DESCRIPTION OF THE TASK: Whenever the word "arrangement" appears in a line of the data below, copy that line.

Items listed in a dataset:
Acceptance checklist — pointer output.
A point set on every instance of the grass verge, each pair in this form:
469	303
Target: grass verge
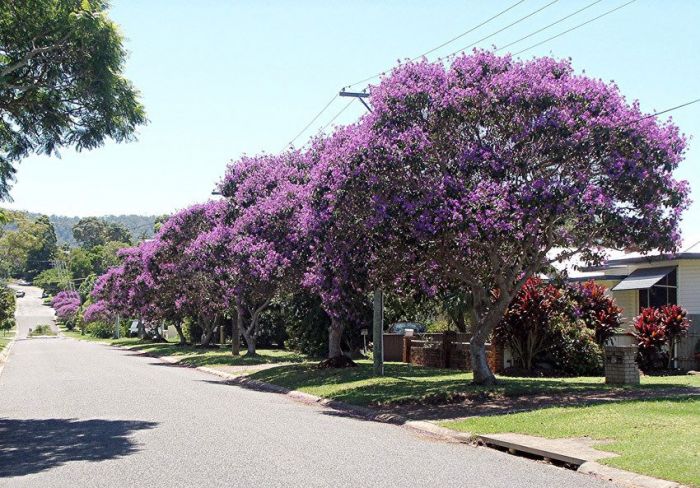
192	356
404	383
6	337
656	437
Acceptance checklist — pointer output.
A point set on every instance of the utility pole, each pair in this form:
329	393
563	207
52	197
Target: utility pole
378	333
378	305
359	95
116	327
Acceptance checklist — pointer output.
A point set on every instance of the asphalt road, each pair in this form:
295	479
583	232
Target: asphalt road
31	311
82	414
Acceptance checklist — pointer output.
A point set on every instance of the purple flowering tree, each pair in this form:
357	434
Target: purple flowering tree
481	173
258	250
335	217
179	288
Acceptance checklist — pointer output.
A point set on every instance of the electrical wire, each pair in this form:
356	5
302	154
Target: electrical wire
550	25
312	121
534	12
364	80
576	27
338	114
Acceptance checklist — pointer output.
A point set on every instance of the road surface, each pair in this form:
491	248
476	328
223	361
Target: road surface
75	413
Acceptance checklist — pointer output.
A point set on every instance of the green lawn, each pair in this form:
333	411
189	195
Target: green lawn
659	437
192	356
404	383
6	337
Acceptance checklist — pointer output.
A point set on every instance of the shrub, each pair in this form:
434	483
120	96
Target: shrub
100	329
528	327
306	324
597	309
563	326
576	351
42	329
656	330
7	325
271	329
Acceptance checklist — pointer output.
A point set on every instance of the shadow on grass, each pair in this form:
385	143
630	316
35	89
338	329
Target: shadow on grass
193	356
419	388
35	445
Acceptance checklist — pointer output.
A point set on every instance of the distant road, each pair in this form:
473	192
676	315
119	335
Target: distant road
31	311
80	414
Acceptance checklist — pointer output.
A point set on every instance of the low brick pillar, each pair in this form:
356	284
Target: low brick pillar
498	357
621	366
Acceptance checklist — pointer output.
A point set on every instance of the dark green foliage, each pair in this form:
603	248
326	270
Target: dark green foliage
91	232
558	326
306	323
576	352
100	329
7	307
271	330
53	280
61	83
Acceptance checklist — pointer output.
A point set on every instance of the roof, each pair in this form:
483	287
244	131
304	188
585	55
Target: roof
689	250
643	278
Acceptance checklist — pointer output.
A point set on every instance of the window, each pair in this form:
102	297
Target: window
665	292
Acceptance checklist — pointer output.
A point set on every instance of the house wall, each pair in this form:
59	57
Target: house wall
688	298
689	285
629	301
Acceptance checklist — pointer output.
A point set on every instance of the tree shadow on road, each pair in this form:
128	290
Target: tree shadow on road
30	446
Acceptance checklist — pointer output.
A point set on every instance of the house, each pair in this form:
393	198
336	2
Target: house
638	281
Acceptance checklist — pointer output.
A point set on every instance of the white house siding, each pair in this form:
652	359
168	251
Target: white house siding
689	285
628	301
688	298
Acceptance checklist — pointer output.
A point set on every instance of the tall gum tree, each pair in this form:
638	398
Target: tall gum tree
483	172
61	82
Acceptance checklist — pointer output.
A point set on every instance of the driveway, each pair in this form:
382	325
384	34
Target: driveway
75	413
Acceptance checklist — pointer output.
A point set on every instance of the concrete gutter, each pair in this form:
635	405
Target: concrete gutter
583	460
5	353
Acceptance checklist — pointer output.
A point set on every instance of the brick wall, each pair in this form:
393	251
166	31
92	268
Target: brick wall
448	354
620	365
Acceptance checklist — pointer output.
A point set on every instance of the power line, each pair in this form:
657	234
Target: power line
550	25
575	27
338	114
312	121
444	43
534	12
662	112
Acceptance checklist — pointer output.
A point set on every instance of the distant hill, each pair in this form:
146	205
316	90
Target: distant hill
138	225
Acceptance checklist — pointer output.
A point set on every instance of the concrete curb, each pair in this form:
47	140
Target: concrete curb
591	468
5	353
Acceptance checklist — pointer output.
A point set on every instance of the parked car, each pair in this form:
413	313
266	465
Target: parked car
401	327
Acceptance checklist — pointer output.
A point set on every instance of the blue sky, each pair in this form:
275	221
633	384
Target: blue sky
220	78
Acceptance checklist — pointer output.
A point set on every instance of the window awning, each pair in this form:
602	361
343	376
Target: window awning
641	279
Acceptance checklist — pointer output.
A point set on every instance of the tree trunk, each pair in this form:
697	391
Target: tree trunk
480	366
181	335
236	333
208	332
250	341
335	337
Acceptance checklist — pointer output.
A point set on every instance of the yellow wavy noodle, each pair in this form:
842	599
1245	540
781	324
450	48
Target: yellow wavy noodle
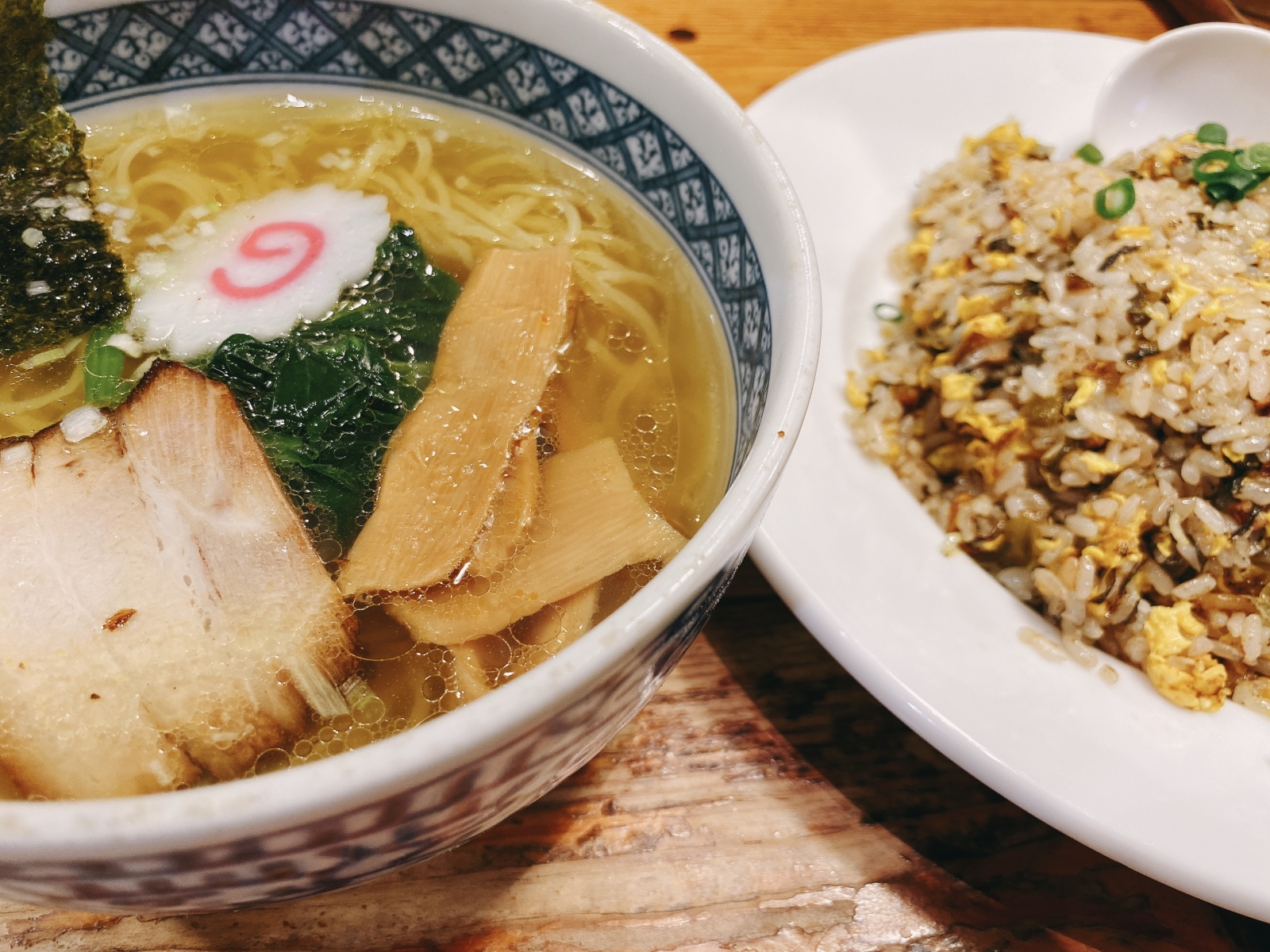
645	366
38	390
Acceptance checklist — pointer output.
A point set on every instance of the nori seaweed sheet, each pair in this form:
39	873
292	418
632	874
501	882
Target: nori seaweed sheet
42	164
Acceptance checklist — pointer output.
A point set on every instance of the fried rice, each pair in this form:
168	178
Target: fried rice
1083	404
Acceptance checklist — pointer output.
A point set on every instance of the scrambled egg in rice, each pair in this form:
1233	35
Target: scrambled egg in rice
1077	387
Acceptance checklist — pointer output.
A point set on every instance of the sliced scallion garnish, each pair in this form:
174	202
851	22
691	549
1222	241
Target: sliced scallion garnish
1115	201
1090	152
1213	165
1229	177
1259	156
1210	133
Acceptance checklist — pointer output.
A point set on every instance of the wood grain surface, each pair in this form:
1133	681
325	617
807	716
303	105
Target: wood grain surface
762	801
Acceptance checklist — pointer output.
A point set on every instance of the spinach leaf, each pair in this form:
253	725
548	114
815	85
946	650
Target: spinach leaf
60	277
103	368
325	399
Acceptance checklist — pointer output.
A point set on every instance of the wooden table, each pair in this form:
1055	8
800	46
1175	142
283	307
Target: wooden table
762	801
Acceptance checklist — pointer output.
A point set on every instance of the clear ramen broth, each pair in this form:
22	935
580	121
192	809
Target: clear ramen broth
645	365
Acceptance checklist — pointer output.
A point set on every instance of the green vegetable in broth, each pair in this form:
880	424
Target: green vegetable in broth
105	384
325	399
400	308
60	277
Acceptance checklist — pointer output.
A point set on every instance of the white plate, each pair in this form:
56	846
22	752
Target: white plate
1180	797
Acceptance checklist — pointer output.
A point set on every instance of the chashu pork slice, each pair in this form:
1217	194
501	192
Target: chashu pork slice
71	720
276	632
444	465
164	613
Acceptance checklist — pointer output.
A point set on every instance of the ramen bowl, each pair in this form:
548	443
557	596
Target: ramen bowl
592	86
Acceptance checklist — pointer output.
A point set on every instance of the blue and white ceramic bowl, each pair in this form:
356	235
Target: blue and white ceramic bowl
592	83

--

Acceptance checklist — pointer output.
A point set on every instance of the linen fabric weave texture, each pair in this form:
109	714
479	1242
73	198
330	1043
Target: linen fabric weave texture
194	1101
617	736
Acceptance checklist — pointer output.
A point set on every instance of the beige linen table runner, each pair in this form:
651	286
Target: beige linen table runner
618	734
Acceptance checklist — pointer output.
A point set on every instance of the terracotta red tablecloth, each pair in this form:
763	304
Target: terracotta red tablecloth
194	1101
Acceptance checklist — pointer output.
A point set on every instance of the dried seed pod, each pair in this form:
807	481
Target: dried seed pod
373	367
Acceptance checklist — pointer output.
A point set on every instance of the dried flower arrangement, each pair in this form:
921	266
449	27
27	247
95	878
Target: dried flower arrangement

---

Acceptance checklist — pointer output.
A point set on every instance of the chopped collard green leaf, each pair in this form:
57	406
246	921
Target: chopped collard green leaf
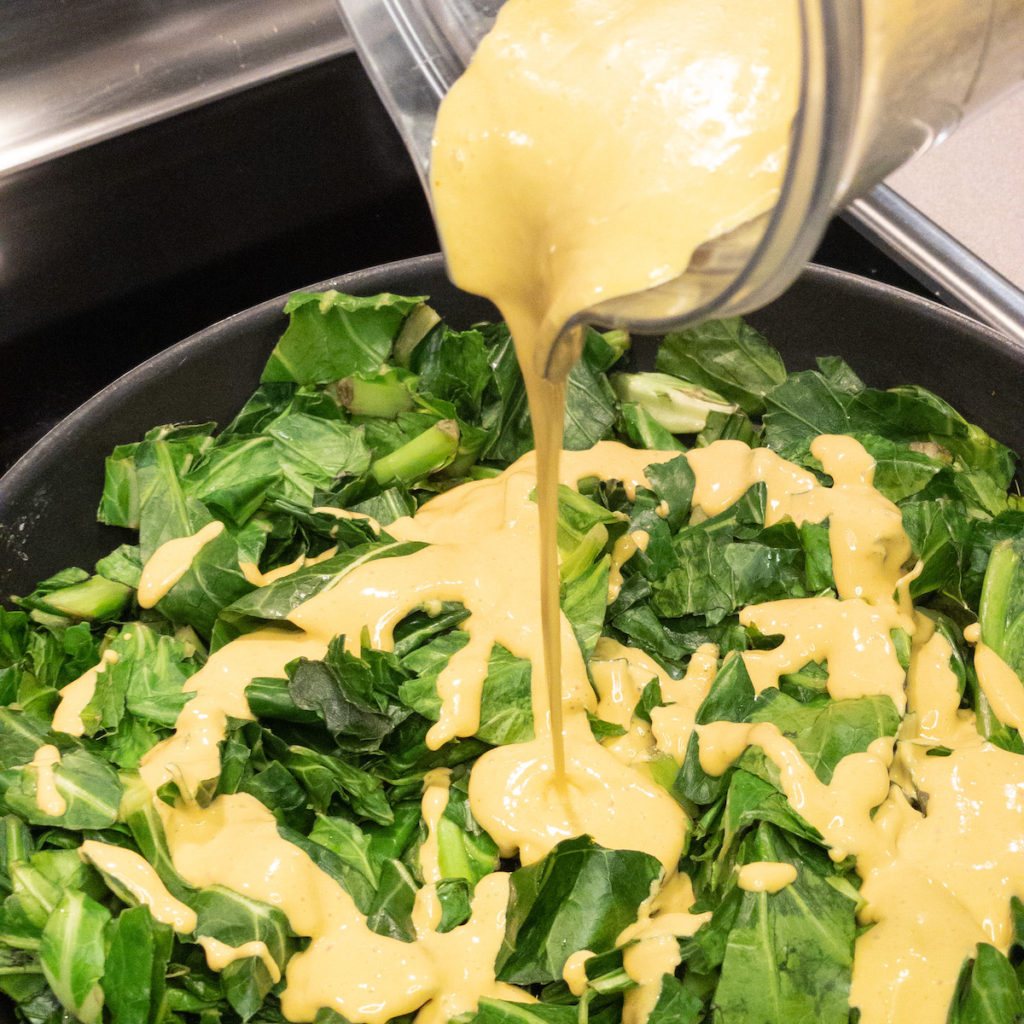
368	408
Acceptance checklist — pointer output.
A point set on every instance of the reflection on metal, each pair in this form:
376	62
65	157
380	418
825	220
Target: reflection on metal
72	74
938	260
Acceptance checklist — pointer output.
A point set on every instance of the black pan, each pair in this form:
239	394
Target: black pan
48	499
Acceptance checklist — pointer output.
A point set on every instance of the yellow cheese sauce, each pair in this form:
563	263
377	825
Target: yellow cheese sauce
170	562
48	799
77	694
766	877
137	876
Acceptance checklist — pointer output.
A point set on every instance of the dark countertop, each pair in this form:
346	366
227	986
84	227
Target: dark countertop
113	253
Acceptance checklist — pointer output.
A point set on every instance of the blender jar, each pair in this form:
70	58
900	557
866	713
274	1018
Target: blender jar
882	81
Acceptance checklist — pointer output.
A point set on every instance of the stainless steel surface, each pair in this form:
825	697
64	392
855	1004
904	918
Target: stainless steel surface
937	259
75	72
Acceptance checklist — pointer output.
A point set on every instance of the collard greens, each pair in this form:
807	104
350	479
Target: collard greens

YOUR SOLUTION:
A point set on every instance of the dried flower arrangement, each pair in this form:
Target: dried flower arrangement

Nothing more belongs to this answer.